_AIM OF THE EXERCISE_. Please copy, character for character, the lines in the entries below, from the line with "Indicate a point on each instance of the exposed" up to and including the line with "x=86, y=244".

_STORED RECORDS_.
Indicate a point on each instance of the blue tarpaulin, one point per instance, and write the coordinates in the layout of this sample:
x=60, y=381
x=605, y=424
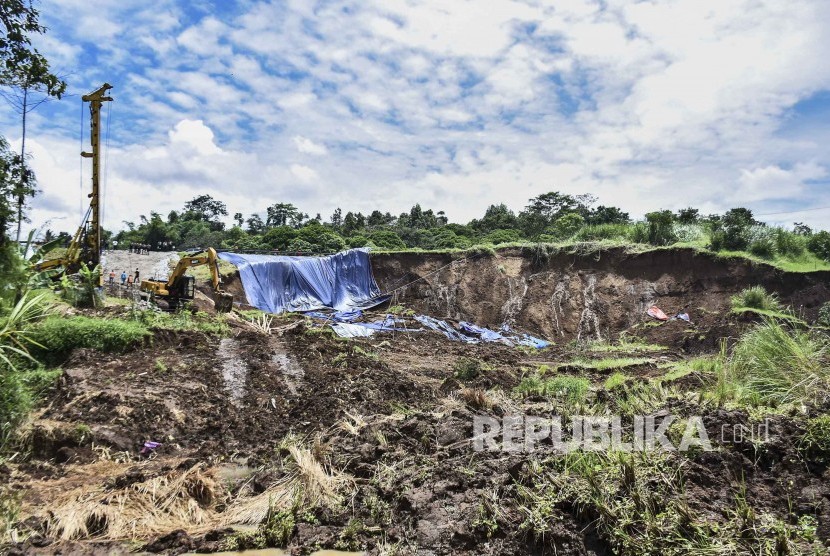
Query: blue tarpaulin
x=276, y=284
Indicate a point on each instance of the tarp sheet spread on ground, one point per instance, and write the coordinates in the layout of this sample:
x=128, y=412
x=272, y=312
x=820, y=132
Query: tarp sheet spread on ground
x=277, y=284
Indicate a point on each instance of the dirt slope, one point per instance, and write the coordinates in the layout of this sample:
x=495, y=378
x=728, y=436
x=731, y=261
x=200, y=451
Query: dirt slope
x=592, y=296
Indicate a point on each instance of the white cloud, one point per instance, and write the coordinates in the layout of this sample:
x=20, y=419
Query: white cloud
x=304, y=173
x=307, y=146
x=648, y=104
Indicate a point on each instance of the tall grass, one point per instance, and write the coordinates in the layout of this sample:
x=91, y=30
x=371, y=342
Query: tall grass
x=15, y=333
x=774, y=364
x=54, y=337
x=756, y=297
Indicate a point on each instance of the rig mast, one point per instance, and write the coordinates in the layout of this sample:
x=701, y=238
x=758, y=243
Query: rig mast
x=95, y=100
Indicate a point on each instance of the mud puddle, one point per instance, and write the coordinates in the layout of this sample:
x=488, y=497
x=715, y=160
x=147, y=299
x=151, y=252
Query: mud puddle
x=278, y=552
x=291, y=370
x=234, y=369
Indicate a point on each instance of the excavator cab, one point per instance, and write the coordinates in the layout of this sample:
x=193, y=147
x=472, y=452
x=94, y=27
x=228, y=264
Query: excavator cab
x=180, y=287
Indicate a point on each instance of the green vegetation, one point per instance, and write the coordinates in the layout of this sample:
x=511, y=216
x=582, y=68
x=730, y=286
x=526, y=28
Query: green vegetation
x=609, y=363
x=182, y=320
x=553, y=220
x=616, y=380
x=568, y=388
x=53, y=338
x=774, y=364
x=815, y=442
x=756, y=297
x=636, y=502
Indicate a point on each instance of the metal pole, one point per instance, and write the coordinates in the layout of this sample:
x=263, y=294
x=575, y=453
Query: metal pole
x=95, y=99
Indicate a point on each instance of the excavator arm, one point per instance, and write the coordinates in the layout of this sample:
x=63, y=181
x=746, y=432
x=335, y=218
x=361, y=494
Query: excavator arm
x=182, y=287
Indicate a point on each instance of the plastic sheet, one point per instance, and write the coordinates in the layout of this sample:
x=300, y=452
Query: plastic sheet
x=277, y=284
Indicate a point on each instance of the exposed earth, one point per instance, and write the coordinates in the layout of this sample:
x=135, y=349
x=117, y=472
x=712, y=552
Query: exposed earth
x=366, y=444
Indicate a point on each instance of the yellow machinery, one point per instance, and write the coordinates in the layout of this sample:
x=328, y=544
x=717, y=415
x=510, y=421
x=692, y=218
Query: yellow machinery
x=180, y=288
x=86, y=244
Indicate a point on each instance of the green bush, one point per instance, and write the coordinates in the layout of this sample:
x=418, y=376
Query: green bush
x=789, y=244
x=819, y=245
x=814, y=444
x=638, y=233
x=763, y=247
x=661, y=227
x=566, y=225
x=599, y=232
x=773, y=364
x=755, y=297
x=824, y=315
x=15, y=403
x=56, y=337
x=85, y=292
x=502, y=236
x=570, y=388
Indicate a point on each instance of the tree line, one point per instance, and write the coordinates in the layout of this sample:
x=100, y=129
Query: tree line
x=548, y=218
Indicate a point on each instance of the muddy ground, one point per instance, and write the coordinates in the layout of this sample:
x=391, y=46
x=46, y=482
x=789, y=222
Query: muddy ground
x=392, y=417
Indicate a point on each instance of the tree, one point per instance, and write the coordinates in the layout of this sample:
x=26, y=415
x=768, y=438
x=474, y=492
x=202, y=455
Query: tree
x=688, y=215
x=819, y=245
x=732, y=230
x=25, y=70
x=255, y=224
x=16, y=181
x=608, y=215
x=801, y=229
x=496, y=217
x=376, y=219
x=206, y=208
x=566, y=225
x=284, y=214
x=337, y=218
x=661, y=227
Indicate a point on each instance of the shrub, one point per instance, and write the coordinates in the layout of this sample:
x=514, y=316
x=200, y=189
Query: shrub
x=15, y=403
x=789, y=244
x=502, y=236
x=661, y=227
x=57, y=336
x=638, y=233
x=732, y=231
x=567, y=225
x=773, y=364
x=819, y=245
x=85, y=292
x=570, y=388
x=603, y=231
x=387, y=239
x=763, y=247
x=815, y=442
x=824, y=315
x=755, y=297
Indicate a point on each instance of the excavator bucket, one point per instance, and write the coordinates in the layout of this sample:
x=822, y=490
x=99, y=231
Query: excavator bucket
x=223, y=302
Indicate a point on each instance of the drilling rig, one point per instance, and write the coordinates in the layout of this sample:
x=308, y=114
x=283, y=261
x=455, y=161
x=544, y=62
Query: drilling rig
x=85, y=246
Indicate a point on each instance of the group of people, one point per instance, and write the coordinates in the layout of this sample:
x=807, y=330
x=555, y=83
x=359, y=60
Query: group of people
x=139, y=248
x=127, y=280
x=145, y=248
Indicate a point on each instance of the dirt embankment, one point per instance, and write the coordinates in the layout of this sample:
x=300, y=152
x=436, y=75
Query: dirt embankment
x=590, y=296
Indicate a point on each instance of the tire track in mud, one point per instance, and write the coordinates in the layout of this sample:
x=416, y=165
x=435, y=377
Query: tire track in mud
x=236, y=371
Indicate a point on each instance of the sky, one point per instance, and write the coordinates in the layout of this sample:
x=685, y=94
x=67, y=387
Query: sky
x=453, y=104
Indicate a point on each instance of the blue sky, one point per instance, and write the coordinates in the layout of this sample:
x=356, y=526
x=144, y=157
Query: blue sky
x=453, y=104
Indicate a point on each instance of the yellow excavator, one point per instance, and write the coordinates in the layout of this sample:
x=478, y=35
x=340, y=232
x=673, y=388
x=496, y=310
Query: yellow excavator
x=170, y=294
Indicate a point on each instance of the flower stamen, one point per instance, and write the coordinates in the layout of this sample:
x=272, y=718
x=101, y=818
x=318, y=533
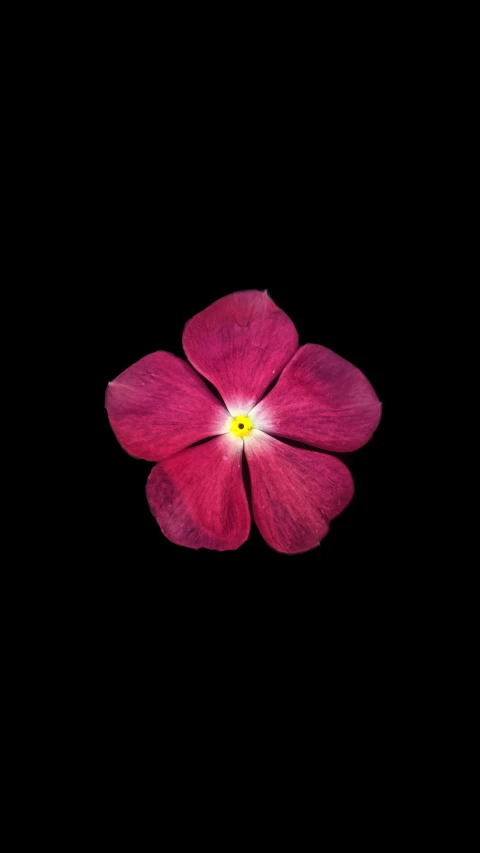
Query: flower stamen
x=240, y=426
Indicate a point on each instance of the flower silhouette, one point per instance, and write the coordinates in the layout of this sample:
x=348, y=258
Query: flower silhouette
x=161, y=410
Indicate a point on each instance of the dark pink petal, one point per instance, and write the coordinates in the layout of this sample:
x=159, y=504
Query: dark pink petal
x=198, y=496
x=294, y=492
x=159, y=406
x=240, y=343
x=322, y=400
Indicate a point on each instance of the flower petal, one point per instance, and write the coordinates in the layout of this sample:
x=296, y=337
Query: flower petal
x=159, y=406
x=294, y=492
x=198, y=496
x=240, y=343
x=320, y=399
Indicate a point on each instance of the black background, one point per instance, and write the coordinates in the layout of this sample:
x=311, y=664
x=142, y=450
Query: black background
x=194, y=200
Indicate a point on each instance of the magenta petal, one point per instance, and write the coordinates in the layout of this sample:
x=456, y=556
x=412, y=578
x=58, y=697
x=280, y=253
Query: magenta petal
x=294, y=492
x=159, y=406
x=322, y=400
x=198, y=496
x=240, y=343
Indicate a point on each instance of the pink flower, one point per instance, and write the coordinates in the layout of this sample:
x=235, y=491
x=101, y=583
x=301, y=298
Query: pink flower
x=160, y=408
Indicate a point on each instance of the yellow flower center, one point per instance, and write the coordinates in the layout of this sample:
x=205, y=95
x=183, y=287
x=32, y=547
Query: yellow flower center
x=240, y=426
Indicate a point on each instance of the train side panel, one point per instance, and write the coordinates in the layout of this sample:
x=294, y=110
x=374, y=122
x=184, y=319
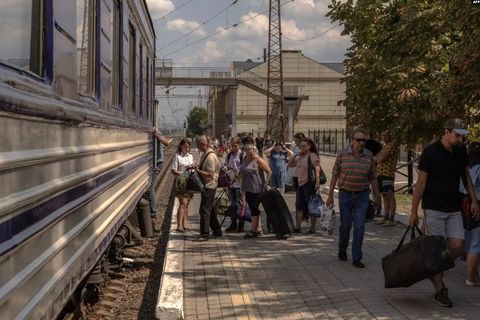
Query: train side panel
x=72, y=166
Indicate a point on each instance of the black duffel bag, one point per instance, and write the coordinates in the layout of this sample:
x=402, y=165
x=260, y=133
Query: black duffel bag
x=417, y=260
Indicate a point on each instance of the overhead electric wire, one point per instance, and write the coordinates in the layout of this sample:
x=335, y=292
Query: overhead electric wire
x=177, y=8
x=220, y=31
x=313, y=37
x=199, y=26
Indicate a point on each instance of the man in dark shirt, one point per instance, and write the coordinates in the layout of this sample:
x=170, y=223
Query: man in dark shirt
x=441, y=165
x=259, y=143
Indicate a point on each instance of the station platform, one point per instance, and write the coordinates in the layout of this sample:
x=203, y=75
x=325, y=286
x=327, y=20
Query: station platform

_EXPECTED ANSWER_.
Indicate a point on each instance of the exposed earth, one point per instance, and write the coordinates in the layout of this sample:
x=135, y=349
x=117, y=472
x=712, y=552
Query: exposed earth
x=366, y=444
Indicate a point on each instance of the yellow machinery, one point per instance, and write the coordinates in the layout of this sample:
x=328, y=544
x=717, y=415
x=510, y=421
x=692, y=218
Query: yellow machinery
x=180, y=288
x=86, y=244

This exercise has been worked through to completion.